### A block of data
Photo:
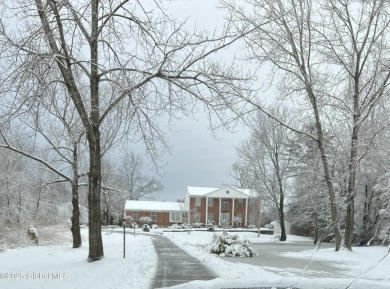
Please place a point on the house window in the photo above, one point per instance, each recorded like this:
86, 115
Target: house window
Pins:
225, 204
252, 219
198, 202
210, 218
197, 217
175, 217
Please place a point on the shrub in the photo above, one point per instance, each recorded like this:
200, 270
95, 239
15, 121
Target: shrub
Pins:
230, 246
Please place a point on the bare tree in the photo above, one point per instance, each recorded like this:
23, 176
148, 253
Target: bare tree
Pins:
111, 56
136, 185
57, 141
330, 55
266, 157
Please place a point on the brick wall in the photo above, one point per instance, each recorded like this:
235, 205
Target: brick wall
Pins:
162, 218
214, 209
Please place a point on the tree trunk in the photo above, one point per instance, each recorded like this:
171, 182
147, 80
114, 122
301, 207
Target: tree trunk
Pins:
94, 218
75, 216
75, 201
350, 218
93, 136
328, 176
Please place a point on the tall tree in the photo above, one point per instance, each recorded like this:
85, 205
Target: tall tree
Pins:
328, 55
109, 56
267, 159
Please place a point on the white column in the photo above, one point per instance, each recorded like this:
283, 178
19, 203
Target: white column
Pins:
207, 210
233, 213
219, 216
246, 211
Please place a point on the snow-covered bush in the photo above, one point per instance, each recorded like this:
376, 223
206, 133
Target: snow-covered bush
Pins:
230, 246
384, 235
145, 220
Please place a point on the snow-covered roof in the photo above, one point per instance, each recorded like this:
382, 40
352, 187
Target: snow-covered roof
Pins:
155, 206
203, 191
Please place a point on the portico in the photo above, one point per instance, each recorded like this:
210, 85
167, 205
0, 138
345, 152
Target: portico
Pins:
225, 206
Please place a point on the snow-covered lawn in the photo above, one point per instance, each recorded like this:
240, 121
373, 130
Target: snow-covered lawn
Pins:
61, 267
236, 275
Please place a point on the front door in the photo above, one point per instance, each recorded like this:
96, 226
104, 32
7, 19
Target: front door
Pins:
225, 218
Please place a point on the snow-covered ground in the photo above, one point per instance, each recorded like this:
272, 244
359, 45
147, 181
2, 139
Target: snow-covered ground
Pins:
236, 275
61, 267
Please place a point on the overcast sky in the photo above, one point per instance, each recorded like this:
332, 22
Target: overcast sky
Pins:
197, 157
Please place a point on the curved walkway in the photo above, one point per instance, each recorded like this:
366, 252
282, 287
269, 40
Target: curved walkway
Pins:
175, 266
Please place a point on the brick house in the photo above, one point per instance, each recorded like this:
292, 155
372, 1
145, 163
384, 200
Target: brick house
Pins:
163, 214
227, 206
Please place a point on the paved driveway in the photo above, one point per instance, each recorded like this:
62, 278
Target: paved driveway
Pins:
270, 258
175, 266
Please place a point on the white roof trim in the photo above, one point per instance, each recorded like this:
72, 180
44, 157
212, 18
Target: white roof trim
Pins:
155, 206
220, 192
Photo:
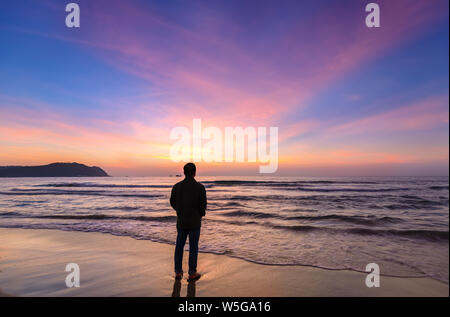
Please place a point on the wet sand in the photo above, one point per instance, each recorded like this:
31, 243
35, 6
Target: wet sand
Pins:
32, 263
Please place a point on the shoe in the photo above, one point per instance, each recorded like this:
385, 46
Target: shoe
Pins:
194, 277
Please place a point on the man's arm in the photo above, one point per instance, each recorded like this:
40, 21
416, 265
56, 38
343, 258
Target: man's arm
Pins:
203, 201
173, 199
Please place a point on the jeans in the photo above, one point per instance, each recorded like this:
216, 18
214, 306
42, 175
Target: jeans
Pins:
194, 236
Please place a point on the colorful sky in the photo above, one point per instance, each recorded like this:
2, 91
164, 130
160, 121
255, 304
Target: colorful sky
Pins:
347, 99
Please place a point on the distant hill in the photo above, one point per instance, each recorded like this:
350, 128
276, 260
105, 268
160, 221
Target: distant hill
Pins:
52, 170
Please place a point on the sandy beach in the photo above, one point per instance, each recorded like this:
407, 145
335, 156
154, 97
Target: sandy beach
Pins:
32, 263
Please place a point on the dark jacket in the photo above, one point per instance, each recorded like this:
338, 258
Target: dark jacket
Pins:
188, 198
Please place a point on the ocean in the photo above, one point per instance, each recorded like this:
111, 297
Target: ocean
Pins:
340, 223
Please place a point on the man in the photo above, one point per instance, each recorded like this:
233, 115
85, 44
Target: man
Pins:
188, 198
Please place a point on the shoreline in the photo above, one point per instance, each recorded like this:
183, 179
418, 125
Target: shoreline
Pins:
32, 263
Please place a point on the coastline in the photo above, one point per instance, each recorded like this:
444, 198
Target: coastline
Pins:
33, 261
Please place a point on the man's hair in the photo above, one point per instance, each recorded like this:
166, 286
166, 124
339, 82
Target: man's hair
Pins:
189, 169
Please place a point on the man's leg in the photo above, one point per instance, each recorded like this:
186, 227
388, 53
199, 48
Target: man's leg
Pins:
179, 248
194, 236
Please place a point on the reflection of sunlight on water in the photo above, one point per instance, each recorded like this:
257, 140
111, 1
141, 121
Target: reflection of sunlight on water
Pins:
268, 220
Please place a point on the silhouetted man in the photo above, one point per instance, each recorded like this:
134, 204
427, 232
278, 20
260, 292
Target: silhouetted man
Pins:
188, 198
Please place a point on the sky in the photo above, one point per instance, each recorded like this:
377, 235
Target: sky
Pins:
347, 99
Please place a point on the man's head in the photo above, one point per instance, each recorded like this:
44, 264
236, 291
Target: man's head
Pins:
189, 170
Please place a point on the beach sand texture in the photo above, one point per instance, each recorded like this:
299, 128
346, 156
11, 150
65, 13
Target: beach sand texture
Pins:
32, 263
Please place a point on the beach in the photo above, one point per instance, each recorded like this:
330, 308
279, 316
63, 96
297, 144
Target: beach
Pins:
33, 261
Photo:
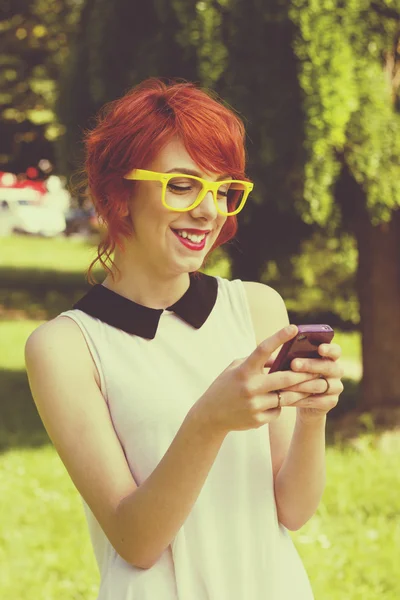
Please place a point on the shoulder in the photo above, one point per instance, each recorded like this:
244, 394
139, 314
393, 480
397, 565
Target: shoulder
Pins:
58, 341
48, 334
267, 308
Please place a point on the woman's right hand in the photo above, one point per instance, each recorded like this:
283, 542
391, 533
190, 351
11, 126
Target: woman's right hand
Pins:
244, 395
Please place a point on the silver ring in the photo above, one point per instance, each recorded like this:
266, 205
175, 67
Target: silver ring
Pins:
327, 385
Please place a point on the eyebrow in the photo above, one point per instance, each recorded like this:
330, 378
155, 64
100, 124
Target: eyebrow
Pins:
195, 173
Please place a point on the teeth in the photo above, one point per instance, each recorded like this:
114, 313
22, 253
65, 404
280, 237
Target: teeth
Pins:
192, 237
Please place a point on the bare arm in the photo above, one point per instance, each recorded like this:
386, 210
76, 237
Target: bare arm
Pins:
297, 447
141, 521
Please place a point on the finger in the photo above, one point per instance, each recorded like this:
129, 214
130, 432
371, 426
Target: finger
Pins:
271, 401
270, 361
332, 351
335, 388
257, 359
322, 403
313, 386
280, 380
325, 367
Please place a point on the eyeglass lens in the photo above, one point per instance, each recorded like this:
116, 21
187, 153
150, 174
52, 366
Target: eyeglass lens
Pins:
182, 192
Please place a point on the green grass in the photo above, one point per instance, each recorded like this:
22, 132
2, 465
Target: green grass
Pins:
65, 255
349, 548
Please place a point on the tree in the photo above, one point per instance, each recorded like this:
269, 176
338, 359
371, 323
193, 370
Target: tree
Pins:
317, 85
350, 75
34, 48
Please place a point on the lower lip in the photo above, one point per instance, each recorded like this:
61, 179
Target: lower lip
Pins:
191, 245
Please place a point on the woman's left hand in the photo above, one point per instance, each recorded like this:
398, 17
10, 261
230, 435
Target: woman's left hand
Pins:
323, 371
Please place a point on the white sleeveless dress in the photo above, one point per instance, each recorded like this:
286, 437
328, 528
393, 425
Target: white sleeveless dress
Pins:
231, 546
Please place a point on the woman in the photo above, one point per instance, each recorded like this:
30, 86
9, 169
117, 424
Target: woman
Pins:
153, 388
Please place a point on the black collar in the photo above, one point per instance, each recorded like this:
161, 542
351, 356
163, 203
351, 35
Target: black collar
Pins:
194, 307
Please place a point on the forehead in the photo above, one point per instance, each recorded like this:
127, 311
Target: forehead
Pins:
174, 156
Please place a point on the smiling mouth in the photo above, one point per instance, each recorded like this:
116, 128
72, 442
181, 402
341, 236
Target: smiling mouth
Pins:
194, 241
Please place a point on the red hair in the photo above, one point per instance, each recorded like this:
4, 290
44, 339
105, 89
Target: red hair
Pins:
132, 130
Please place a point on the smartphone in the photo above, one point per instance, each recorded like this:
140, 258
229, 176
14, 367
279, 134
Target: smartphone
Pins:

### Set problem
Reproduce precisely the span of lines that begins at the line containing "Please place a point on the white sleeveless" and ends with the last line of the listing.

### Full solution
Please place a point on the white sleeveless dress in the photo above, one point per instance, each recorded like this:
286, 437
328, 528
393, 425
Target: white sleeveless dress
Pins:
231, 546
Please place a point on the woman in the photo above, one point per instance, each recorded like this:
30, 86
9, 169
117, 424
Target: woman
Pins:
153, 388
Please place a point on the black collar in the photo above, one point per instance, each recorded like this:
161, 542
351, 356
163, 203
351, 35
Target: black collar
Pins:
194, 307
Please place a point on the forehead in the photo above, one point per instance, each recorded like this:
127, 311
Target: forehead
Pins:
174, 156
Please place a point on the smiling mouth in the photo above, one point per instance, each recorded like this:
116, 128
72, 442
181, 402
341, 236
Target: smiling mouth
Pins:
194, 241
Please place a point on the red hair in the photo above, one point per instance, each recorded like this:
4, 290
44, 339
105, 89
Target: red hair
Pins:
132, 130
Please place a point on the smartphone in the photo above, one point per instance, each recorded like this:
140, 258
229, 176
14, 367
279, 134
Target: smartphone
Pins:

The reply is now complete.